Строки, извлечённые из коллекции:
-*-
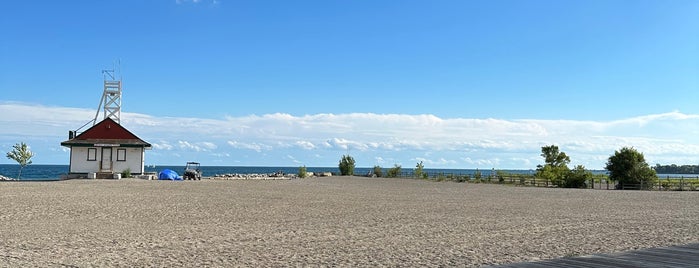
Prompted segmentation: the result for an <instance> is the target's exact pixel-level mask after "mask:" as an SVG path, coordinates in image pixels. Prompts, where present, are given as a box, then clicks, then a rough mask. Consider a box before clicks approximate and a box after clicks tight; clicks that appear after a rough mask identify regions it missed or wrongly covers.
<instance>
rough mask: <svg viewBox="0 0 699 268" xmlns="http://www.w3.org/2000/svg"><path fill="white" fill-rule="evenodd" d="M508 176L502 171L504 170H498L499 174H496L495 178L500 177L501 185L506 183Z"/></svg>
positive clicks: (504, 172) (495, 174)
mask: <svg viewBox="0 0 699 268" xmlns="http://www.w3.org/2000/svg"><path fill="white" fill-rule="evenodd" d="M506 175H507V173H506V172H504V171H502V170H498V171H497V172H495V176H497V177H498V182H499V183H503V182H505V176H506Z"/></svg>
-*-
### УСЛОВИЯ ЗАДАНИЯ
Воспроизведите дословно все приведённые выше строки, не включая в ответ изображения.

### ПИСЬМЕННЫЙ ОТВЕТ
Prompted segmentation: the result for an <instance> is the target's exact pixel-level mask after "mask:" as an SVG path, coordinates in image pixels. Prompts, where present, are given as a box, then clicks, then a rough mask. Consider a box before clicks approximate and a box after clicks tight; clicks that appear after a rough mask identify regions it missed or wrongly covers.
<instance>
rough mask: <svg viewBox="0 0 699 268" xmlns="http://www.w3.org/2000/svg"><path fill="white" fill-rule="evenodd" d="M508 176L502 171L504 170H498L499 174H496L495 178L500 177L501 185L506 183Z"/></svg>
positive clicks: (504, 172) (495, 174)
mask: <svg viewBox="0 0 699 268" xmlns="http://www.w3.org/2000/svg"><path fill="white" fill-rule="evenodd" d="M506 175H507V173H506V172H504V171H502V170H498V171H497V172H495V176H497V177H498V182H499V183H503V182H505V176H506Z"/></svg>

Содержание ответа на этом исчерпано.